▸ **Your objective**: Lines before the one containing "lips in this photo." are left out; return that line and all lines after it, exactly, through the end of the records below.

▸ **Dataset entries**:
--------------------------------------------------

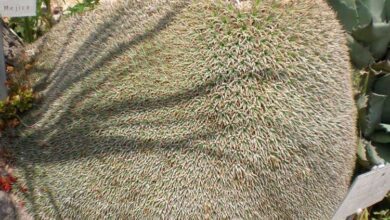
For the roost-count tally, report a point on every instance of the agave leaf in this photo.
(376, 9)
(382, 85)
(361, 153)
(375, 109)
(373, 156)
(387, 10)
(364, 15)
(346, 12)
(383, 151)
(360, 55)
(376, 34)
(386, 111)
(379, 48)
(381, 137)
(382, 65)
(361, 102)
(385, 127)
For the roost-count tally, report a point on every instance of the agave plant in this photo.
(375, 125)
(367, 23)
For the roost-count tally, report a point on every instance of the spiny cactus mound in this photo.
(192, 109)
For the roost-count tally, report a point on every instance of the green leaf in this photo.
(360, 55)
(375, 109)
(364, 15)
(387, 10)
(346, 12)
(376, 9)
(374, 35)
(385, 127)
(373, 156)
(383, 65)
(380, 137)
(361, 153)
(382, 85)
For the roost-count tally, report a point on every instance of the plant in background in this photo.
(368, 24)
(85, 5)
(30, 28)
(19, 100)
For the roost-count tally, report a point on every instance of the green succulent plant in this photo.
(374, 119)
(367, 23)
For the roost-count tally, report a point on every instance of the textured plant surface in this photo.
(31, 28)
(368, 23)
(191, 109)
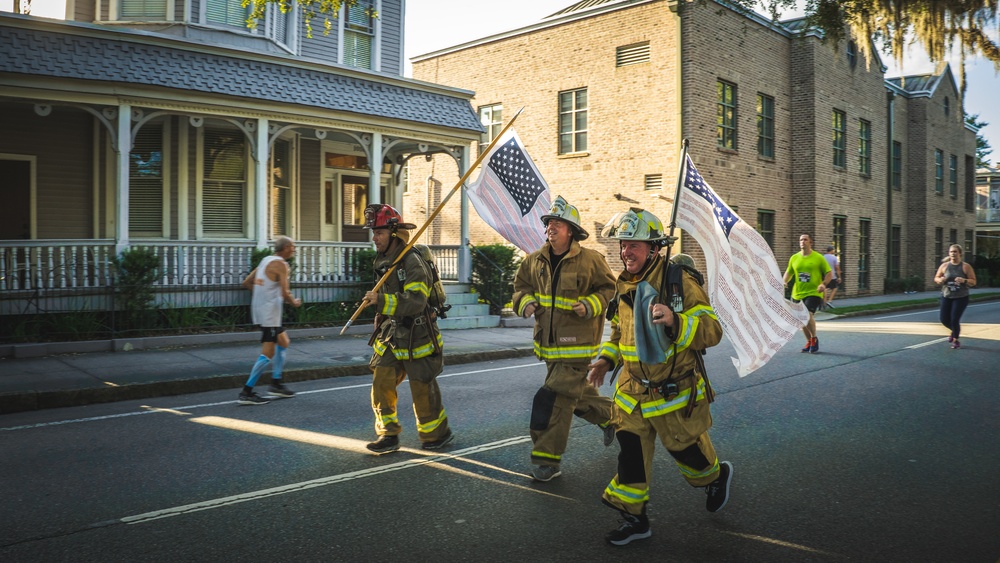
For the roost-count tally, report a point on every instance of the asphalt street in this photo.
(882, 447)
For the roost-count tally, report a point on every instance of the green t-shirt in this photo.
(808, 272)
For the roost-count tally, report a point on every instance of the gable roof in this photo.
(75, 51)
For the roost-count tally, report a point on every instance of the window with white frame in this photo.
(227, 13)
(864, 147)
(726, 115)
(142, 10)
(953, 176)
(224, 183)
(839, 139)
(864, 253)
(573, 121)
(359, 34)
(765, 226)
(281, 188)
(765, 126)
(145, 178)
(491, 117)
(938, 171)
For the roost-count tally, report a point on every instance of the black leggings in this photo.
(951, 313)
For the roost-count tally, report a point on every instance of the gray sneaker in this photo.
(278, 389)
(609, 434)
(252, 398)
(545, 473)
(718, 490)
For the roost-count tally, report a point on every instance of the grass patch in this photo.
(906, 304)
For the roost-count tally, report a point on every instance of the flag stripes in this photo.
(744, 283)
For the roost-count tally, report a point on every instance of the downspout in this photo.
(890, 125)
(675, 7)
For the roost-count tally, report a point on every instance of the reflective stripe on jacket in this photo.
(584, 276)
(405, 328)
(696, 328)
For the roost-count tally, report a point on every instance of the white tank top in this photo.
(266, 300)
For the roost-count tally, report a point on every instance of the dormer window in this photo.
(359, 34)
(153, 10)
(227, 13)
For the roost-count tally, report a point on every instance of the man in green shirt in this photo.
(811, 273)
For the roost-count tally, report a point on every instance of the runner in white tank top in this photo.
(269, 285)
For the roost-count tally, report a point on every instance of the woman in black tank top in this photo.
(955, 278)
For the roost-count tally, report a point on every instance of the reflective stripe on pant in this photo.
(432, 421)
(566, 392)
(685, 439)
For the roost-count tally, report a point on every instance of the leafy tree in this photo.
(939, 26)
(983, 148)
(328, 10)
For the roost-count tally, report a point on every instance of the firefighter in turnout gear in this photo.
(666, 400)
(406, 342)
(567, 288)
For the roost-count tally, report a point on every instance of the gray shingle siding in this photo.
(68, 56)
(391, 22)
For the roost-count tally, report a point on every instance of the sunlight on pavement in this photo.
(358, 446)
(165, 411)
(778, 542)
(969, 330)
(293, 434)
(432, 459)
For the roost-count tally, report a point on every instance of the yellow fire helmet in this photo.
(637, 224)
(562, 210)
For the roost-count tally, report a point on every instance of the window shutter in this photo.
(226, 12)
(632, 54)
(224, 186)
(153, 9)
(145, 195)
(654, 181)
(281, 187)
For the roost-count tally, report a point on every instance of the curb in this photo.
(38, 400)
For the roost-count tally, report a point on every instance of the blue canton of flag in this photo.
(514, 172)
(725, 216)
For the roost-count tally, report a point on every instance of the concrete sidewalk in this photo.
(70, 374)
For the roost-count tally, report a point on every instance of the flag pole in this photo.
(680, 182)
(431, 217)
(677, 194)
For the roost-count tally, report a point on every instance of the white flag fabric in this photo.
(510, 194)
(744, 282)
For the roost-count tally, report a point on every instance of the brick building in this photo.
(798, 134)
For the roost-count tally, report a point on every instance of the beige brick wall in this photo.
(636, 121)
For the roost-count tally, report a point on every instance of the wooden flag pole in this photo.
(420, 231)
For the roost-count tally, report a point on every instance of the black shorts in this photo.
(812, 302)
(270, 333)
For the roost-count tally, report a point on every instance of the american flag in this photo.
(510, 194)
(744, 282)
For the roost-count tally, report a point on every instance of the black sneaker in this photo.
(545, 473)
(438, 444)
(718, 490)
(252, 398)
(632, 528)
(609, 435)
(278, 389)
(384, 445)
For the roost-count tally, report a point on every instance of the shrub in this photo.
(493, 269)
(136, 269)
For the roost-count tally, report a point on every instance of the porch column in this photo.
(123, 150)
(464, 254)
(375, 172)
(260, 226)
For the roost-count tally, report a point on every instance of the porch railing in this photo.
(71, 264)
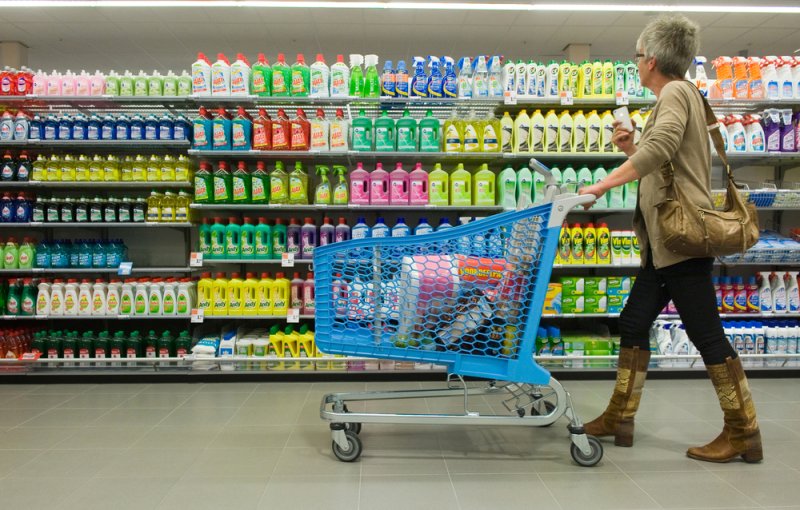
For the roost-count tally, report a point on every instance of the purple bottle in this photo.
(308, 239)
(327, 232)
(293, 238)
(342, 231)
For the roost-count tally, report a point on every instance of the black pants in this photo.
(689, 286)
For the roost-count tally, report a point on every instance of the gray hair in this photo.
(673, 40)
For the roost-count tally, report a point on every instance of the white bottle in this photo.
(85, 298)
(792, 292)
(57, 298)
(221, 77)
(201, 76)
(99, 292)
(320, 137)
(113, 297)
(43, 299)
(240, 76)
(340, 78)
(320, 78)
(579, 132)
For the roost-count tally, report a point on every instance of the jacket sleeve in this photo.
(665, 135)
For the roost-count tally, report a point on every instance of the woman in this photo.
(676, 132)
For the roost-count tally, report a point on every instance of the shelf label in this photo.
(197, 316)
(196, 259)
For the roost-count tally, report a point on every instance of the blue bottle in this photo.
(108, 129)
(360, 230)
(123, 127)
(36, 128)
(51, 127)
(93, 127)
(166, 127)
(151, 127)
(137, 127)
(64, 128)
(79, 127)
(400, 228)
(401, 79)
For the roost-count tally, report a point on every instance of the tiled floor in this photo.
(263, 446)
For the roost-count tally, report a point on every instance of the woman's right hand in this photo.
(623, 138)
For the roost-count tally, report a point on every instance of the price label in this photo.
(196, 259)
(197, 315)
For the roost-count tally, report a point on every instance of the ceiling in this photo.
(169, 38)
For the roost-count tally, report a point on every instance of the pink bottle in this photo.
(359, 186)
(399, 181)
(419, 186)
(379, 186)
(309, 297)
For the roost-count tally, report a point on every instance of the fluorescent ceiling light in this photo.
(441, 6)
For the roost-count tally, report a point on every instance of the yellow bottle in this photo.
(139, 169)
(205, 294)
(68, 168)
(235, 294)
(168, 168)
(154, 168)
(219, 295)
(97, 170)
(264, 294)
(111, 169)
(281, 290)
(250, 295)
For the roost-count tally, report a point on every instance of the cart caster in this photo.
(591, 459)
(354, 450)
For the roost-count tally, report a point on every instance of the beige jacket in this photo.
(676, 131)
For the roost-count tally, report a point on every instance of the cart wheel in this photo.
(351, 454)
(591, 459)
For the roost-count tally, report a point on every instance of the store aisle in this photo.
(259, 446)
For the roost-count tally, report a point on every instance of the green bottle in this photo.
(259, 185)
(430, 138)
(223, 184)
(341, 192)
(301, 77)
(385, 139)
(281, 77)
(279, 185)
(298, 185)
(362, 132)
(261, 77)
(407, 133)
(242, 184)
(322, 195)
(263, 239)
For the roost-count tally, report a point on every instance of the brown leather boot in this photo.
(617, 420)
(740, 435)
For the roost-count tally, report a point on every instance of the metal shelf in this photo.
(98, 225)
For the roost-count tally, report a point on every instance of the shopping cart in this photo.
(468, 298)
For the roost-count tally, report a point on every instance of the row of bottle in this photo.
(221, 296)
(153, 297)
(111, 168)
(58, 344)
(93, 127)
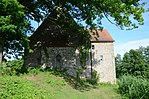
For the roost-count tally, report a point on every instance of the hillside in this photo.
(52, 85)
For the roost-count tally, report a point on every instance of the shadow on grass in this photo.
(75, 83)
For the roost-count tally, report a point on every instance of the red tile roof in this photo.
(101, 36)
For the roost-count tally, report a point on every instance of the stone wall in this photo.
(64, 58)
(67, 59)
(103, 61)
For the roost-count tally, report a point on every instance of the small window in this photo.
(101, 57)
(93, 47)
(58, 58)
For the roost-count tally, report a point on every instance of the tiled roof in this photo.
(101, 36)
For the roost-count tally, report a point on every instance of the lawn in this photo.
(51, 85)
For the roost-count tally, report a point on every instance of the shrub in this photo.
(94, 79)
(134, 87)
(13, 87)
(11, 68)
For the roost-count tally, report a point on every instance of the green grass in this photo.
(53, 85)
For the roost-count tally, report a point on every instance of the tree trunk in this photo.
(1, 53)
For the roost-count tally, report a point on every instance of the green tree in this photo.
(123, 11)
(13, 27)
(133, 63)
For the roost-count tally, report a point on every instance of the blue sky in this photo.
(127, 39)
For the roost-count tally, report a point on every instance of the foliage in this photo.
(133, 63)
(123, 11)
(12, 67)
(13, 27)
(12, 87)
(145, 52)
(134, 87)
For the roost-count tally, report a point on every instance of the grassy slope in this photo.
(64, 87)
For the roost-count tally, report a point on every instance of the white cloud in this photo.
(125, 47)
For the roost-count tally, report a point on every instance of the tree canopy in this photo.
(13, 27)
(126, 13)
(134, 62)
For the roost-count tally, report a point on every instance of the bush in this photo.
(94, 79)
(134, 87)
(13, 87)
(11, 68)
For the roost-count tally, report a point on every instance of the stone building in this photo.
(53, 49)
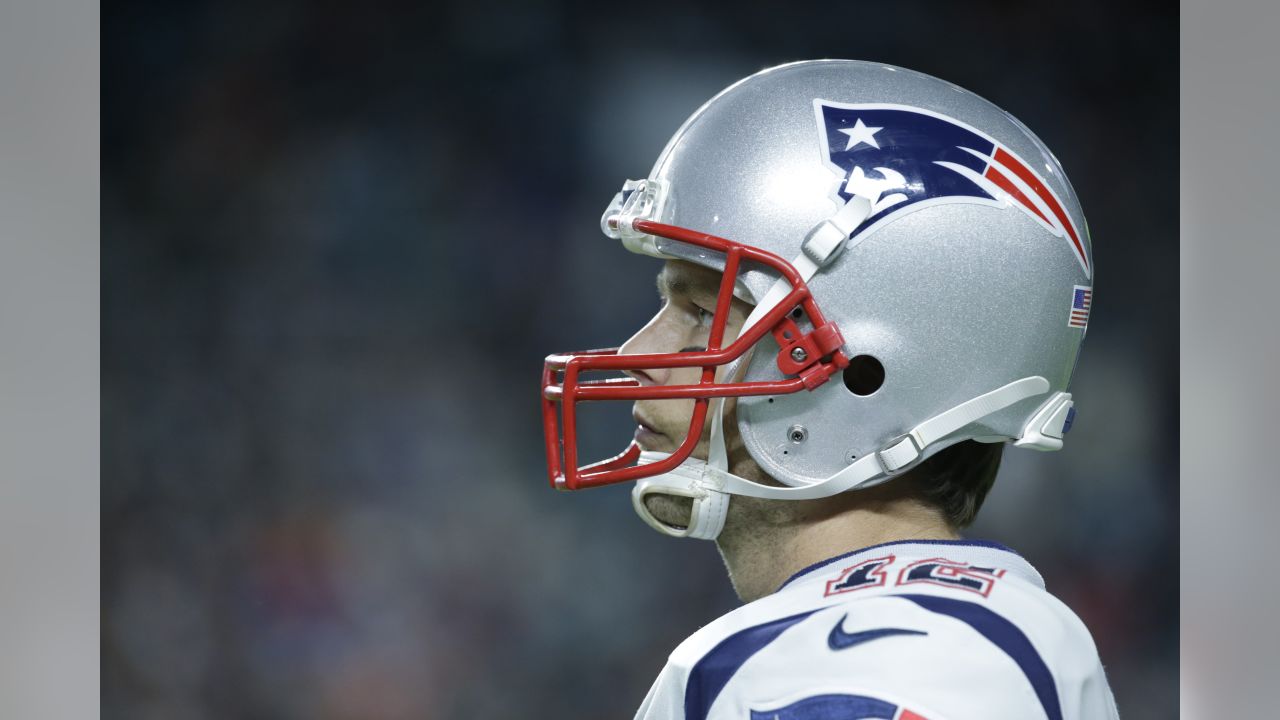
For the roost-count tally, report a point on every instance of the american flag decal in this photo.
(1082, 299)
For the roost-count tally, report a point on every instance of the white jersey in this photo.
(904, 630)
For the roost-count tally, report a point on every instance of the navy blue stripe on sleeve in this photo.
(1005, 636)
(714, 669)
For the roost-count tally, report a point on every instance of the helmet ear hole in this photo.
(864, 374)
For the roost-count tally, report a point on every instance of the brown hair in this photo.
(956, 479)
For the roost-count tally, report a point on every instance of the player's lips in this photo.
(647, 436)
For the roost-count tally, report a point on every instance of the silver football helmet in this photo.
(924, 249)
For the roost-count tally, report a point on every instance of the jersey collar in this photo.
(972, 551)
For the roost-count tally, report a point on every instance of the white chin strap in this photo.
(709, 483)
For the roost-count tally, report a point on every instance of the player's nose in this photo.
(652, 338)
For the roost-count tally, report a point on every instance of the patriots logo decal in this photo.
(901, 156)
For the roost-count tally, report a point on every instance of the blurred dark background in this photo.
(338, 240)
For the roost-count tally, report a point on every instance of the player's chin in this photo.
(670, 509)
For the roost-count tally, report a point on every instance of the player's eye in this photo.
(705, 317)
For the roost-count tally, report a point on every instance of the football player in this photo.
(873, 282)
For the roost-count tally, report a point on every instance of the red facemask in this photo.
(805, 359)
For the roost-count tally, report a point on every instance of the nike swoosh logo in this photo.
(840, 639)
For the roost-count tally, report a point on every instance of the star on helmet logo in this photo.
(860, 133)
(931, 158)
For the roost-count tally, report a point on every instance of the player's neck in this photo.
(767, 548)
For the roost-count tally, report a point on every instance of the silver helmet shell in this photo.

--------------------------------------------------

▸ **Task response**:
For the roost-count tally, report a point on every instance of the player's lips in this photo.
(647, 436)
For the roost-count tally, report a point on every instance of the silver football helmet in this photo.
(924, 249)
For the roost-count tally, report a point on every instance of the jersey collar in this photo.
(972, 551)
For the roost-count tally, report a point on every instance of the white chin strap in this photo.
(709, 483)
For the roost-count tally, report a point on every instance of the player's nose in this photo.
(652, 338)
For the roost-count tally, report a point on every instance of the patriots logo decal in this photo.
(901, 156)
For the roost-count tally, report a point on every instance of the blurred dark background in this photo.
(338, 240)
For the roost-count tally, report a point on every instance of the player's chin in this photo.
(670, 509)
For the roost-count tally, report a point on every instance of the player's eye in this photo.
(705, 317)
For the roost-count tally, report a point on every instance of the football player in this photo.
(873, 282)
For the roost-count tally, report a point on every instance of the red facemask in this photo.
(805, 359)
For the roost-count tally, report a point on every instance of the nike swoosh logo in this photo.
(840, 639)
For the roost-count tally, report a point on every instance of the star on helmet logo in this photo.
(860, 133)
(931, 158)
For the roost-count tally, report a point on every instance of the player's neck in this photo.
(767, 548)
For the roost-count tally, report a point on every instance of the silver helmet shell in this photo.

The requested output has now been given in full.